EXERCISE BRIEF:
Which lines in the data below contain the string "butterfly"? Pull out each of them in full, counting a match only when the case is the same.

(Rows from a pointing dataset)
= = = =
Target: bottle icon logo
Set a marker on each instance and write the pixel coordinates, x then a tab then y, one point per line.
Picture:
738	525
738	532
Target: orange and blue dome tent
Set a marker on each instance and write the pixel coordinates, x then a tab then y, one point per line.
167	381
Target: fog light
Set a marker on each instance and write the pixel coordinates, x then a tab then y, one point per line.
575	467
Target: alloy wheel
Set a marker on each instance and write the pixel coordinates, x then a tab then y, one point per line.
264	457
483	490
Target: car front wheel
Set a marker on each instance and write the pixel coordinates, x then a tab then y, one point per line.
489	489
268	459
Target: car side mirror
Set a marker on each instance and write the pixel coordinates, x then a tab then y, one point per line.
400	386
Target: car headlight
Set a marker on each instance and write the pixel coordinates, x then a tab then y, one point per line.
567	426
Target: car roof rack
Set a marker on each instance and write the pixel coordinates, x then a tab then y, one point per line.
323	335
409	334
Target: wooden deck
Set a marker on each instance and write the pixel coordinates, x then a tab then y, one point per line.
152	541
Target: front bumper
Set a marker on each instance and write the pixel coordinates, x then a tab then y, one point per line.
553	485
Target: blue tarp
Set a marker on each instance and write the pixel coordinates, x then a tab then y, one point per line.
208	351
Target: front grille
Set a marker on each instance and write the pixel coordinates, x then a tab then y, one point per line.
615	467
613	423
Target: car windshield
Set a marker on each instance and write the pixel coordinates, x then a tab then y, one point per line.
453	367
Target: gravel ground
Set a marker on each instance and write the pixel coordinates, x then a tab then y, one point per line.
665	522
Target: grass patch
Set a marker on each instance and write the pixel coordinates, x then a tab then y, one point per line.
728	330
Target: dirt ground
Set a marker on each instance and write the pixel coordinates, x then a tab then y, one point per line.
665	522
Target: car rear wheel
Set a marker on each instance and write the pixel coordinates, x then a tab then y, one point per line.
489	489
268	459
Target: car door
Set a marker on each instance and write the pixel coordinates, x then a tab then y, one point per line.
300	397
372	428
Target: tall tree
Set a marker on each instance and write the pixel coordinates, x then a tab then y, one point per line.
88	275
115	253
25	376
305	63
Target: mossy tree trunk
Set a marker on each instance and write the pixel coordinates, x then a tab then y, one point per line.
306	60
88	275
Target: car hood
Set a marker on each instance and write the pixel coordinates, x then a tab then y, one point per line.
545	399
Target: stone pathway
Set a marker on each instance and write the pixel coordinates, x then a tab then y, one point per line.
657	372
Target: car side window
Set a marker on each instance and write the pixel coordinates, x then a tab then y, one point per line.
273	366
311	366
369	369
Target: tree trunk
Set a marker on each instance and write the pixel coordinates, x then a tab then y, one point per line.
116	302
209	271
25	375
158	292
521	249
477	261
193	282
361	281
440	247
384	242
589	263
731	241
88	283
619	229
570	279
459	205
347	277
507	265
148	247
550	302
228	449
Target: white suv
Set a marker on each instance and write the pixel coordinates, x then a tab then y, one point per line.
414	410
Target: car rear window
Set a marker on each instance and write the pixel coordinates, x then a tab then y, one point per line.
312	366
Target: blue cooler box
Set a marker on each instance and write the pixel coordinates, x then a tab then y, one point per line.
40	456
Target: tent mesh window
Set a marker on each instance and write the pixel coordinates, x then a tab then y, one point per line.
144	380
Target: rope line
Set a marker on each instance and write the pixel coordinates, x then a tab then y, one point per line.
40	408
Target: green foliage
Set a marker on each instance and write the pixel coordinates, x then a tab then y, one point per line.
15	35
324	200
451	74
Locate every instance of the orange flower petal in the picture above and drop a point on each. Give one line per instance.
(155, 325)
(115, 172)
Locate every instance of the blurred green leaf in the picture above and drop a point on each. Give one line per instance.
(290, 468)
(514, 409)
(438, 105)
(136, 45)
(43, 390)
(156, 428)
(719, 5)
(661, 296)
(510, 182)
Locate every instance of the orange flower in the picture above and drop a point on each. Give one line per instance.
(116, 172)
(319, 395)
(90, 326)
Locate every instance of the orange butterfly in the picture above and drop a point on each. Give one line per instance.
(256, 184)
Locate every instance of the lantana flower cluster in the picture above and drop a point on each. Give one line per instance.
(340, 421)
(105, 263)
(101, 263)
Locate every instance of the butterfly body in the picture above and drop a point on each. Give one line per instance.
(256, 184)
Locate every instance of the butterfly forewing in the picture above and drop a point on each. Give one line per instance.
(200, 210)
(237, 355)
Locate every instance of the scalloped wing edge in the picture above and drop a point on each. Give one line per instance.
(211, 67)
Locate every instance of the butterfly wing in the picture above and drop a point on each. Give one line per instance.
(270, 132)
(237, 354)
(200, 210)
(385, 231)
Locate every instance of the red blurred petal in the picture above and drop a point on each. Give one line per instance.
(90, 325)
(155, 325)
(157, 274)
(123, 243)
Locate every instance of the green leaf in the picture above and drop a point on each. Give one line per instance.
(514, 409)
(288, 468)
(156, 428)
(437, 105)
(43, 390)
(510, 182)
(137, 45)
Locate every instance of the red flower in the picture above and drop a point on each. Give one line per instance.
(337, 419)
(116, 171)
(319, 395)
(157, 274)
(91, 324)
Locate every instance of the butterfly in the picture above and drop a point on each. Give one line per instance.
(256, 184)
= = = =
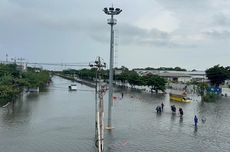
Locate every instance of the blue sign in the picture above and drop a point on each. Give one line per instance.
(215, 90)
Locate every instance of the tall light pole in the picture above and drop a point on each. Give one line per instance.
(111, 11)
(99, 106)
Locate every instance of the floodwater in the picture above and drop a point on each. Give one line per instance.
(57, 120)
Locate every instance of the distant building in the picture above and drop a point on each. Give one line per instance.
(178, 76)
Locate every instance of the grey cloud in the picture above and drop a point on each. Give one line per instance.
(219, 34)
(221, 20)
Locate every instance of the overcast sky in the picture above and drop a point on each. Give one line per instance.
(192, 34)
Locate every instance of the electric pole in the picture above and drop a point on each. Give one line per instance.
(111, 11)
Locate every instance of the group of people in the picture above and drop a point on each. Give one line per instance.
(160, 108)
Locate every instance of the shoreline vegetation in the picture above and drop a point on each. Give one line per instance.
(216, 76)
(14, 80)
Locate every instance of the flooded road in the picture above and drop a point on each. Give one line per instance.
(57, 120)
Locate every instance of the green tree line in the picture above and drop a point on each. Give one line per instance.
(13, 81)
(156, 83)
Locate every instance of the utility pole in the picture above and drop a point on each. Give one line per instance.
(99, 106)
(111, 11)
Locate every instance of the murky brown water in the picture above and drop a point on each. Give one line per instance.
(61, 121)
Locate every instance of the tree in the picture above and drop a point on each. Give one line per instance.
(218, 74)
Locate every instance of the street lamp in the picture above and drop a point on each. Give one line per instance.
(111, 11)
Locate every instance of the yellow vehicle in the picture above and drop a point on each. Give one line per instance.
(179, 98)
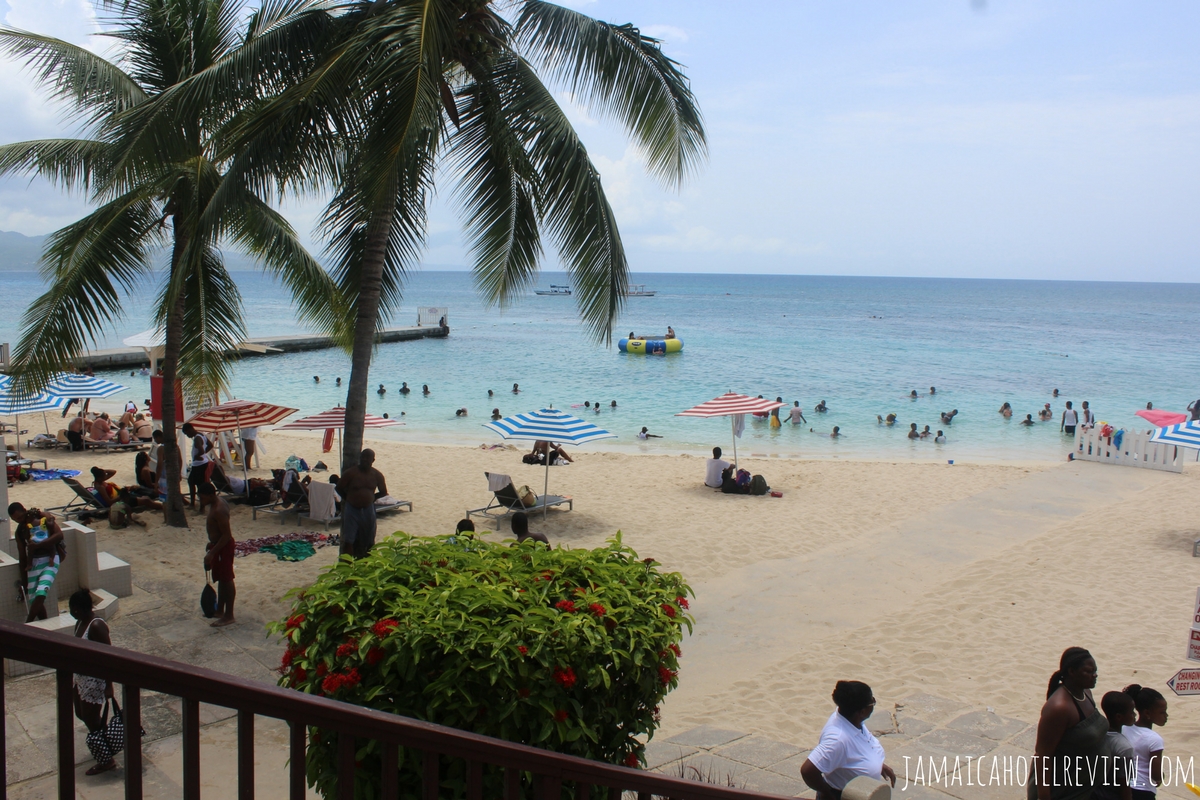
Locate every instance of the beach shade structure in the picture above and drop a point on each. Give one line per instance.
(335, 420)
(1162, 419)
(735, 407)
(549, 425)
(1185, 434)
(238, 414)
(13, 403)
= = = =
TASK RESULT:
Locate every instance of the orange butterfly in the picture above and drop a point on each. Give one line per instance.
Locate every instance of the butterfly body in the picture above and drop a point on each. Give one line per instance.
Locate every instance of the butterfly forewing in the picture above and drop a point on each. Give one line per instance.
Locate every instance of the butterfly wing in the picture above and drop a point on each. Give one line per instance.
Locate every instance of the butterfly in the picture above and drop a point on each. Give one line per instance.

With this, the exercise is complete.